*Brief*
How many lines in the data below contain the word "rocky"? Reply with the number alone.

*Dataset excerpt*
######

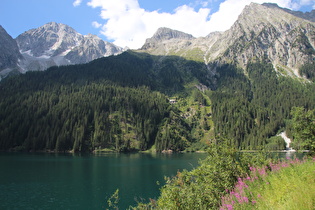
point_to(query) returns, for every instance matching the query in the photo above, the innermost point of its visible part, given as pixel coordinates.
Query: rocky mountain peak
(55, 44)
(165, 34)
(9, 52)
(267, 31)
(50, 39)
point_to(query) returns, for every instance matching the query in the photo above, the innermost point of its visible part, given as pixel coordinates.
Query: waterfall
(287, 141)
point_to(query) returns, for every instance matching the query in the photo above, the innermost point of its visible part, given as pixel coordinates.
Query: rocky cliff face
(284, 37)
(267, 32)
(58, 44)
(9, 53)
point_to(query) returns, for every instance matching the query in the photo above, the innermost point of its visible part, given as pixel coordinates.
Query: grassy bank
(283, 185)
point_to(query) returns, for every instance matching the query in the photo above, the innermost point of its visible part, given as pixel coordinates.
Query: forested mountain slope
(122, 103)
(109, 103)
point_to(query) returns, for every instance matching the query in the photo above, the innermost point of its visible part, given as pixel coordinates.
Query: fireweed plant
(288, 184)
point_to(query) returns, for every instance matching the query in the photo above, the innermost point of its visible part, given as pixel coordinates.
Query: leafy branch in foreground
(203, 187)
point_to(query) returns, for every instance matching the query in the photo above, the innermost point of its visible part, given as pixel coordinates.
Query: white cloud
(129, 25)
(77, 3)
(95, 24)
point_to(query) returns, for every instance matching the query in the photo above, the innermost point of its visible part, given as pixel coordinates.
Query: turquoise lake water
(66, 181)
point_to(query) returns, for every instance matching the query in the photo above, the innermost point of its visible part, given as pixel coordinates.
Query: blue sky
(130, 22)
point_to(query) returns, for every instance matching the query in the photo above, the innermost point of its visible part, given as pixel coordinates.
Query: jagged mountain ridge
(9, 52)
(284, 37)
(58, 44)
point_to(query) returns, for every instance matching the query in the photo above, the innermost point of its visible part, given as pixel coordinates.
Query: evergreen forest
(122, 103)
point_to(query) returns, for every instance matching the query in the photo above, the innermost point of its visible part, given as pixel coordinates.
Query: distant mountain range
(240, 84)
(52, 44)
(285, 38)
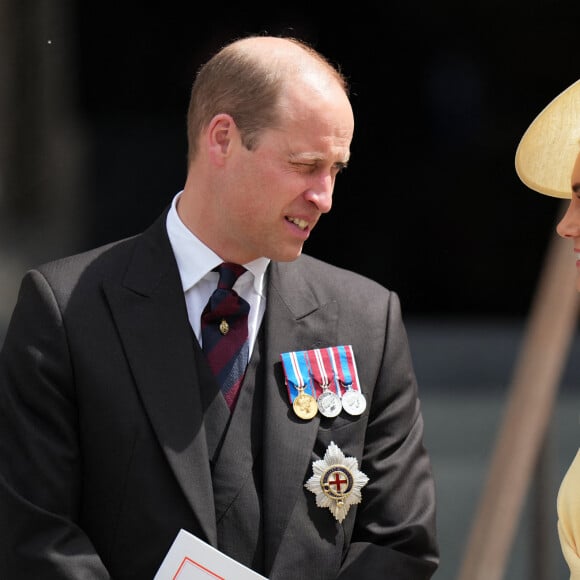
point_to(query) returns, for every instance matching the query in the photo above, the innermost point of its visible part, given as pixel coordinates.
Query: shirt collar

######

*Answer to the task*
2